» **Extrait à lire**
--
Personne encore n’ayant pris soin de chercher et de nous dire ce qui avait pu déterminer cette tolérance tardive et subite pour l’œuvre longtemps prohibée, il nous a fallu jeter un regard dans les faits de l’histoire, et nous y avons trouvé une explication fort plausible. Le long débat qui avait divisé l’église de France et mis aux prises une partie du clergé avec l’autorité pontificale venait d’être enfin terminé par un accommodement que l’on voulait croire durable. Le bref préliminaire à cette fin était parti de Rome le 29 septembre 1668 ; l’arrêt du conseil qui en était la suite avait été rendu le 26 octobre ; le docteur Arnauld avait fait sa soumission le 4 décembre, et le bref définitif de réconciliation, daté du 19 janvier 1669, était arrivé vers la fin du mois. Dans les premiers jours de février, tout était joie, espérance, bonne amitié, concorde, oubli des injures, réparation des torts ; il ne restait plus qu’à réintégrer les religieuses de Port-Royal, ce qui eut lieu le 17. Molière profita du moment où tout le monde s’embrassait pour mettre aussi son Tartufe en liberté, comme tacitement compris dans la paix de Clément IX. »
--
Entrées d'un jeu de données d'annotation:

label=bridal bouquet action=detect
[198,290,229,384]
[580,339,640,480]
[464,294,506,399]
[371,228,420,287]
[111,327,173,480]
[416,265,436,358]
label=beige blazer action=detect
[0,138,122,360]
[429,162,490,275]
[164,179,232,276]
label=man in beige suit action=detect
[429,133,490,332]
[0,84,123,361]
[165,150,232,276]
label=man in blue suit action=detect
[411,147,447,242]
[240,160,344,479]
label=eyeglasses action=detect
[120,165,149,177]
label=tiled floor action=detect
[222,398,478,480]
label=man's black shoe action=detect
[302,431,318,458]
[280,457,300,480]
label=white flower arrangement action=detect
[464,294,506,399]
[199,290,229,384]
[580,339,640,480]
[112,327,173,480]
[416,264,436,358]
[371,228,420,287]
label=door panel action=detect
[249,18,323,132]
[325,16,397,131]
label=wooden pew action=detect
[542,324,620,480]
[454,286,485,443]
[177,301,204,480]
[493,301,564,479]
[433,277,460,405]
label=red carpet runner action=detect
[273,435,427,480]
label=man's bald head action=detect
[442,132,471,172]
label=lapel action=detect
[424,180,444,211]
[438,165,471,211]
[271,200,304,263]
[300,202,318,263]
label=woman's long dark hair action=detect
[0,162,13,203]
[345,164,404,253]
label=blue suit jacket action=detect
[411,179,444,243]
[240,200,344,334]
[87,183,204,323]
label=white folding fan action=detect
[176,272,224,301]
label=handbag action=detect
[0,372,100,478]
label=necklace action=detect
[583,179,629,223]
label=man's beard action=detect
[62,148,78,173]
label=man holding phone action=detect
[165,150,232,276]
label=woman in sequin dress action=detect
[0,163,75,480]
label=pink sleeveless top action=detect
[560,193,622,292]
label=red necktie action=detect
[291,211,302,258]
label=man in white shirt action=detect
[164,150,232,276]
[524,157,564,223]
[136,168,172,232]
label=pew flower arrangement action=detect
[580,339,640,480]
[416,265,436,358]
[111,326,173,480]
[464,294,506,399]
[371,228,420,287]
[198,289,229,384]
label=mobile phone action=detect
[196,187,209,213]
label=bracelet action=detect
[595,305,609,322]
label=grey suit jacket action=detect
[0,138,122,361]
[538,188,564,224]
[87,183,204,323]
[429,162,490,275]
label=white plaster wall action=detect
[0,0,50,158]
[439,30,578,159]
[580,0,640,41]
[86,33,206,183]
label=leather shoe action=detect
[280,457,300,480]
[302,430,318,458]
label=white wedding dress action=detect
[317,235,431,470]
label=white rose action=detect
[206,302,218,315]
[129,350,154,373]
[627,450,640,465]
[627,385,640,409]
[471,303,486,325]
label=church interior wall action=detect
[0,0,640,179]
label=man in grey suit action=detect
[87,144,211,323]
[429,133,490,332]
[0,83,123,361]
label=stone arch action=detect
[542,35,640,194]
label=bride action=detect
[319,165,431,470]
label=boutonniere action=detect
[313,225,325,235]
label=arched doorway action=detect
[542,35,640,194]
--
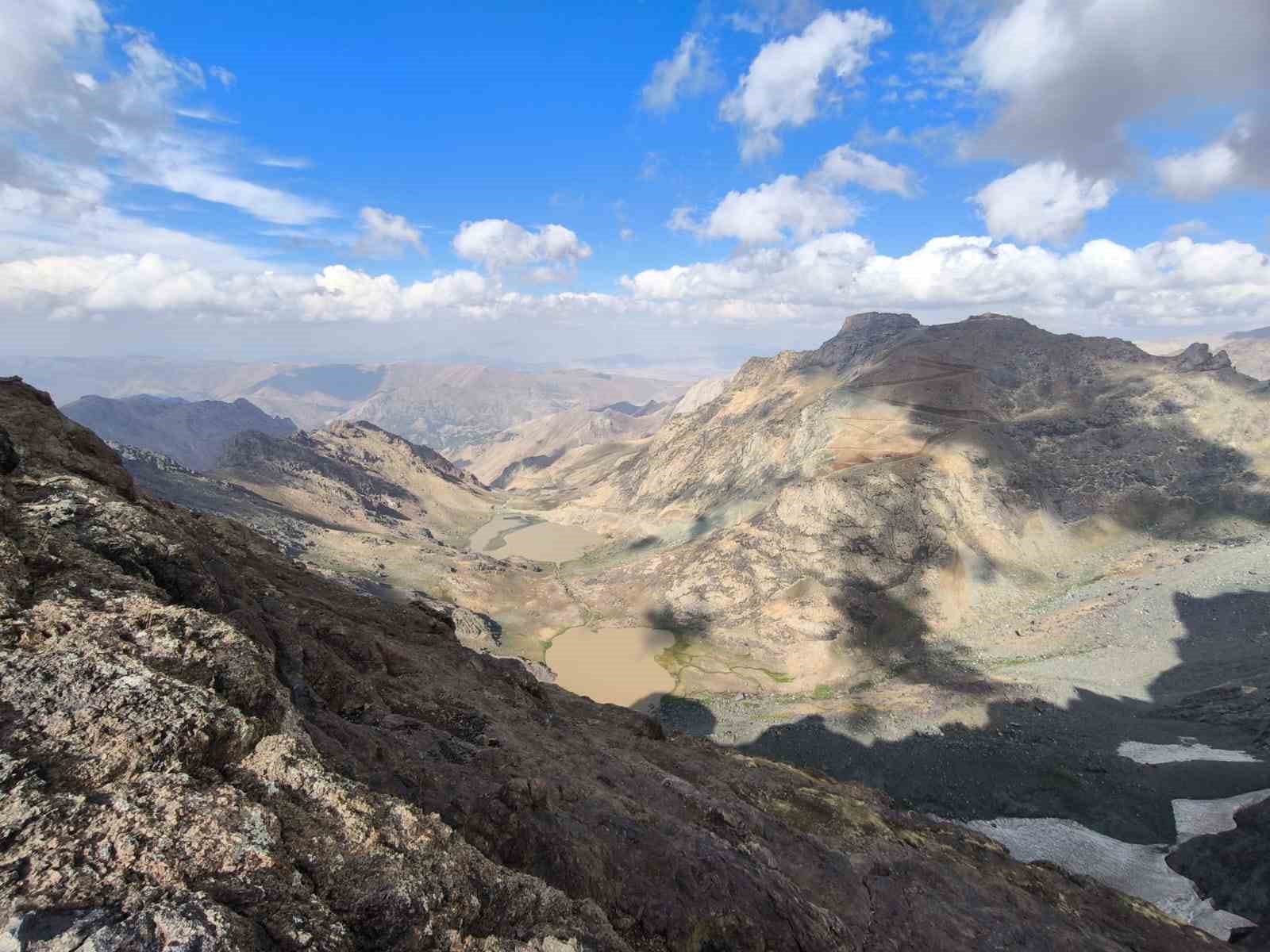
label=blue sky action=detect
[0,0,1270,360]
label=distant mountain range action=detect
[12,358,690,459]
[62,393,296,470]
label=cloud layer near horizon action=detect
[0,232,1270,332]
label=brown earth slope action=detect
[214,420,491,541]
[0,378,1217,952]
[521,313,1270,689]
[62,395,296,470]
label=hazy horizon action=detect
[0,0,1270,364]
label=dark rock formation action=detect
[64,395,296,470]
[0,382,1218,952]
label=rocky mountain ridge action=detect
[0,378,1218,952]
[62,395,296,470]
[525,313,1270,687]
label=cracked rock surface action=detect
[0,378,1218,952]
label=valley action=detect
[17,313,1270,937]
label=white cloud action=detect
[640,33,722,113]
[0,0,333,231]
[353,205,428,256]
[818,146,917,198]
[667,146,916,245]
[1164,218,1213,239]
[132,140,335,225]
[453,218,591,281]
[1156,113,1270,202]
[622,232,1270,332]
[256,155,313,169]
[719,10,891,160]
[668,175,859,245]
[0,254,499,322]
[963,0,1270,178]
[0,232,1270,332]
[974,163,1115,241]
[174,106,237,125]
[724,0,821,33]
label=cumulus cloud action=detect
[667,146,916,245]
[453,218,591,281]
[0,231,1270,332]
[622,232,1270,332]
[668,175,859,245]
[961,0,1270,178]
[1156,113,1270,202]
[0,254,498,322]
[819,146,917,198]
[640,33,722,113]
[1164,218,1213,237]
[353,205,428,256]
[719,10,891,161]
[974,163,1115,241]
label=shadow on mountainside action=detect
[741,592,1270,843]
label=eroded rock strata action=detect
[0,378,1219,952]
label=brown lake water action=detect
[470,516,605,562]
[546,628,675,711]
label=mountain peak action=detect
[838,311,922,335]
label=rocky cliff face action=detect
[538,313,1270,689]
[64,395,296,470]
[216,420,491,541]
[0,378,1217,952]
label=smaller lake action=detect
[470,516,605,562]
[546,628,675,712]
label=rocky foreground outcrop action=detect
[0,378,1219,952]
--
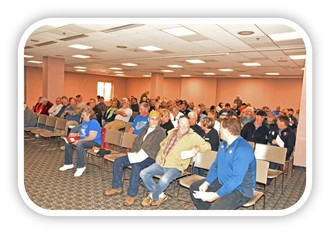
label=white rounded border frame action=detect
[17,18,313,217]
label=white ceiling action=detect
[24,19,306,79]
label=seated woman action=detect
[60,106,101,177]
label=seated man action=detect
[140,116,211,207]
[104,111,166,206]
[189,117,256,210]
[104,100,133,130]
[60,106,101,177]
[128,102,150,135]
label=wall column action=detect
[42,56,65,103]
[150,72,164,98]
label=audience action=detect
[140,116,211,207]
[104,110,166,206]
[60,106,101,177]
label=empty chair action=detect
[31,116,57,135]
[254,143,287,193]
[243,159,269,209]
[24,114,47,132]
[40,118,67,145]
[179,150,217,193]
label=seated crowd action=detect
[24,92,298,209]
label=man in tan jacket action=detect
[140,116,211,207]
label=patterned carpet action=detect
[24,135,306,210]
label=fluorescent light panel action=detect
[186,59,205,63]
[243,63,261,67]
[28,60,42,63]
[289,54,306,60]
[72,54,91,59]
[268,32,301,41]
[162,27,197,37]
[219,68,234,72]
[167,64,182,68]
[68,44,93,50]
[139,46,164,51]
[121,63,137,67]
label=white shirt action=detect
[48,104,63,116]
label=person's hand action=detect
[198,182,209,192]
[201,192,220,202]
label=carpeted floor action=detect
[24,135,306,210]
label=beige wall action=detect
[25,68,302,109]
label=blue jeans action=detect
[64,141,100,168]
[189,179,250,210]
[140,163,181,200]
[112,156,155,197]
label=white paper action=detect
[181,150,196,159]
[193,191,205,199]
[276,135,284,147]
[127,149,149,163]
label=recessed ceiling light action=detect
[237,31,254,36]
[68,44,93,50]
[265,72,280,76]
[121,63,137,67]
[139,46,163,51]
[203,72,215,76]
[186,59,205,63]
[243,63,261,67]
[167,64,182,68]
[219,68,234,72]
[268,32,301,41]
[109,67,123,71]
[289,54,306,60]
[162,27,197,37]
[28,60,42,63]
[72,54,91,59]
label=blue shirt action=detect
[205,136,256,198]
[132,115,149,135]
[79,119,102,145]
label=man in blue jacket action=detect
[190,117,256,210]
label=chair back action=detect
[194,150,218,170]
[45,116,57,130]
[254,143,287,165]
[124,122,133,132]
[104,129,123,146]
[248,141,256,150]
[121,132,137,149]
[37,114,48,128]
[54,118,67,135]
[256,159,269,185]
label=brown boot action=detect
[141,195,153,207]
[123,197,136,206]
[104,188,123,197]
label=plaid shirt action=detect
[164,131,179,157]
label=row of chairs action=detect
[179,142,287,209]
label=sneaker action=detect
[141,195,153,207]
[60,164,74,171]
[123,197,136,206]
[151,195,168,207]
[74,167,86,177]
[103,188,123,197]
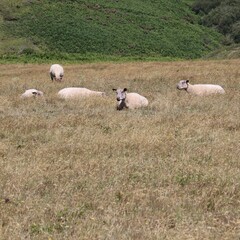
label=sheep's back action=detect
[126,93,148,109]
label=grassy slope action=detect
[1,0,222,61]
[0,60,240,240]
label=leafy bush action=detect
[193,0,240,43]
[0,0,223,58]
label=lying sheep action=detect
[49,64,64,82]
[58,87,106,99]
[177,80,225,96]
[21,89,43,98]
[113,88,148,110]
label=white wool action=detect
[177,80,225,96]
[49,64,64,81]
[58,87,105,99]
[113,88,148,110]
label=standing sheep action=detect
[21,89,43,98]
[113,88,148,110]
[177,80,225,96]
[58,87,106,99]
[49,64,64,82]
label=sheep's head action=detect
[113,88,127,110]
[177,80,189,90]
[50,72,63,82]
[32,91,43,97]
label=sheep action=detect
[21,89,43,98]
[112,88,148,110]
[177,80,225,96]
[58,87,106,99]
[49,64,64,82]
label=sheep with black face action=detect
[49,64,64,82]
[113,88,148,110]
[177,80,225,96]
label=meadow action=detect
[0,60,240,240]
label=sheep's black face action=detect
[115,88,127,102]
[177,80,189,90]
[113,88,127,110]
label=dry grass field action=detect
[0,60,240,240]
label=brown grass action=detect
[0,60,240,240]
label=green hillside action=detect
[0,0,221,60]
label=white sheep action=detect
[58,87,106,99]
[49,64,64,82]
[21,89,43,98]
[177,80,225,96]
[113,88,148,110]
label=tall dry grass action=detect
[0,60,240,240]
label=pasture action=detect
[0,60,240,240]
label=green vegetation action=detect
--
» **Liste de tâches**
1. Selon l'extrait sur l'autorisation du Tartufe, pourquoi Molière a-t-il choisi les premiers jours de février 1669 pour mettre sa pièce en liberté ? Répondez en une à trois phrases.
2. Poursuivez l'extrait sur l'autorisation du Tartufe à la suite de sa dernière phrase.

» **Ensemble des réponses**
1. Le long débat qui divisait l'église de France et opposait une partie du clergé à l'autorité pontificale venait d'être réglé par un accommodement, et tout n'était alors que concorde et réconciliation. Molière a profité de ce moment où tout le monde s'embrassait pour faire passer son Tartufe, comme s'il était tacitement compris dans la paix de Clément IX.

2.
On peut dire qu’il avait atteint en ce moment le but de toute sa vie. Vingt jours après la représentation publique et permise du Tartufe, il perdit son père, qui avait fini par être vieux, et il devint titulaire de la charge dont il avait recouvré la survivance. Peut-être avait-il commencé à en faire le service du vivant de son père ; ce qui est certain, d’après Lagrange et Vinot, c’est que, depuis qu’il y fut entré, il « l’exerça dans son quartier jusqu’à sa mort. » Cependant le Tartufe continuait à se jouer sans interruption et avec beaucoup d’applaudissements. « Il n’y a plus ici, écrivait Guy Patin le 29 mars, que les comédiens qui gagnent de l’argent avec le Tartufe de Molière ; grand monde y va souvent. » La pièce parut imprimée le 22 mars, avec un privilège daté du 15, et se vendit chez le libraire Ribou, au prix énorme « d’un écu » et au profit de l’auteur ; ce qui ne signifie nullement, comme l’a cru un biographe préoccupé des habitudes de notre temps, qu’aucun éditeur n’avait voulu s’en charger. Elle était précédée d’une préface en même temps sévère et moqueuse. Les trois placets relatifs à cette pièce, et qu’on a eu fort raison d’y joindre, ne l’accompagnaient pas encore. Le premier est certainement de 1664, antérieur au Festin de Pierre ; le second est celui que La Thorillière et Lagrange avaient porté, en 1667, au camp devant Lille ; le troisième est du jour où le Tartufe eut permission de paraître, et l’enjouement familier qu’on y trouve montre en même temps ce que Molière sentait alors de bonheur, ce que le roi lui accordait toujours de liberté. Le bienfait du 5 février ne tarda pas à être payé en plaisirs. Au mois d’août, dans une seule soirée, Molière jouait à Versailles l’Avare et le Tartufe. Six semaines plus tard, à Chambord (6 octobre), il donnait, avec tous les ornements de la musique et de la danse, Monsieur de Pourceaugnac, et cette pièce, réduite aux seules ressources de sa franche gaieté, était venue, le 15 novembre, amuser le public du Palais-Royal.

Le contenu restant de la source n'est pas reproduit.